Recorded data
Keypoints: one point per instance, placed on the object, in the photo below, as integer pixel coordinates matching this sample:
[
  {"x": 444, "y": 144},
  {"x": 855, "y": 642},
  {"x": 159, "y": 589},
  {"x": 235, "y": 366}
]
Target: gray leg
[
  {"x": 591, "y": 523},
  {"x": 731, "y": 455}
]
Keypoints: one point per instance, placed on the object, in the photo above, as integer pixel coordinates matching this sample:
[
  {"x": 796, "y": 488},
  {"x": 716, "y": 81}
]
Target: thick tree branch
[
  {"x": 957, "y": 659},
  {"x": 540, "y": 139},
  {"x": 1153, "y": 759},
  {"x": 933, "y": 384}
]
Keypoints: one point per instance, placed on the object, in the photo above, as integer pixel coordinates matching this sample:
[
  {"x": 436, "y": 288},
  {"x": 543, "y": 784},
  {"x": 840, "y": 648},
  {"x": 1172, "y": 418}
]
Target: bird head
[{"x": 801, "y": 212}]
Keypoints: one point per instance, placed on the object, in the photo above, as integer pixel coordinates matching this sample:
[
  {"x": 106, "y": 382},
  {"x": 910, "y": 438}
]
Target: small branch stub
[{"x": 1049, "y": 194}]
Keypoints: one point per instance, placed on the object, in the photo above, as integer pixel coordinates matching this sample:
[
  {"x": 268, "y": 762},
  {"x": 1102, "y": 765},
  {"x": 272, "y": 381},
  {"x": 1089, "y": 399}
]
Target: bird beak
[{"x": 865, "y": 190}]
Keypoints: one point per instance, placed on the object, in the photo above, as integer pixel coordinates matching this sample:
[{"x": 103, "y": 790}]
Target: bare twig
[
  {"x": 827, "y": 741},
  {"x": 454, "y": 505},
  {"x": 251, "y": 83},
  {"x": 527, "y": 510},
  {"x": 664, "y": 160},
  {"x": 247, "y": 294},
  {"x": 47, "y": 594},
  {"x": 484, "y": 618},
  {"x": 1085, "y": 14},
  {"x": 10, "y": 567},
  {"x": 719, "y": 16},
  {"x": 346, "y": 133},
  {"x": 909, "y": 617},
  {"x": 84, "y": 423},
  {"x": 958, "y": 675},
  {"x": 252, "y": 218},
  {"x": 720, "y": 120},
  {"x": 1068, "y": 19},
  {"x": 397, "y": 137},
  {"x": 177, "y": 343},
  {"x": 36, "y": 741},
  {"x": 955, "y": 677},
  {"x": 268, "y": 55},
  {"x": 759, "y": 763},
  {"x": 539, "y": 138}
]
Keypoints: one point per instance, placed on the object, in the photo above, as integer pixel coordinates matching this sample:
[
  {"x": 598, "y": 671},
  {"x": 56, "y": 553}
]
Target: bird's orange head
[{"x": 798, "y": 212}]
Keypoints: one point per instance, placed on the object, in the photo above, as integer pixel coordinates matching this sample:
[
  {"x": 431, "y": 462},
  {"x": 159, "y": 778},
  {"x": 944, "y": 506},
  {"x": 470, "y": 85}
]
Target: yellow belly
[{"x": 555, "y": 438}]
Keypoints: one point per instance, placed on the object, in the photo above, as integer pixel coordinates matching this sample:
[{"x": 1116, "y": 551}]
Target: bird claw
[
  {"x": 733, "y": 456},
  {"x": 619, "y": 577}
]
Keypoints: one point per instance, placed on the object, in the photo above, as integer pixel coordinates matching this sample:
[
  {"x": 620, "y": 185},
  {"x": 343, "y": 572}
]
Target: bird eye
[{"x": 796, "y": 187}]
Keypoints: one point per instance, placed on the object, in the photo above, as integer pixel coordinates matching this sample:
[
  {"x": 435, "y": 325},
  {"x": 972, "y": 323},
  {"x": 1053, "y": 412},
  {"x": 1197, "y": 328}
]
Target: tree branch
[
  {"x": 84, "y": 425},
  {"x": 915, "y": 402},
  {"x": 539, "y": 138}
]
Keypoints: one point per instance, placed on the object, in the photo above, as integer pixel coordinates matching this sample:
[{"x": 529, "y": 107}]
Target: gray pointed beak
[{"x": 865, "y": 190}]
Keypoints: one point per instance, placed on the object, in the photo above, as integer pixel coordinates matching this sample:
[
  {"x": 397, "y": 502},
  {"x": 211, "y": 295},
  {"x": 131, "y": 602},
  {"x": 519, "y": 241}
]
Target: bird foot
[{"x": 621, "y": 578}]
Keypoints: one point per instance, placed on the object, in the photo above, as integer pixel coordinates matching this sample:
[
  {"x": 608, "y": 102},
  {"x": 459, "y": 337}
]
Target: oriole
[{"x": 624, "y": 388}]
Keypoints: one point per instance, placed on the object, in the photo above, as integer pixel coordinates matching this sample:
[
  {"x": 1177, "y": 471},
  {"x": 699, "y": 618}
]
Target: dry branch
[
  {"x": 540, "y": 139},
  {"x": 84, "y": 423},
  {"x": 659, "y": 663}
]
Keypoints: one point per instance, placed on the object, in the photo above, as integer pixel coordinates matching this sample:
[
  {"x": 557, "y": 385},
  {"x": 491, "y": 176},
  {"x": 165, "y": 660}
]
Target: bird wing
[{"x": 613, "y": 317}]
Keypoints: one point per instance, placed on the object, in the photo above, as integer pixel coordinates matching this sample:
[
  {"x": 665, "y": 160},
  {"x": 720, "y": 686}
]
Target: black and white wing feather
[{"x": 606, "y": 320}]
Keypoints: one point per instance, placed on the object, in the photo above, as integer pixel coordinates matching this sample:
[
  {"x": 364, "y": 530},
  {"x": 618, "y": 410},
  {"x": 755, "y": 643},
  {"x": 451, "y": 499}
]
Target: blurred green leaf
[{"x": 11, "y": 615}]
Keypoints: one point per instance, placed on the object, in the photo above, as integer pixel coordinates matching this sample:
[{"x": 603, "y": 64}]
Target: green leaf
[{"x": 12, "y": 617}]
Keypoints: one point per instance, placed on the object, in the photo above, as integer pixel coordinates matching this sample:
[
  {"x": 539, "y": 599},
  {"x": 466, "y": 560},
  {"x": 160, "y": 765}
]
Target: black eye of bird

▸ Work required:
Show each line from the entries above that includes the string "leaf", copying every such line in full.

▸ Answer to this task:
Target: blurred green leaf
Target: green leaf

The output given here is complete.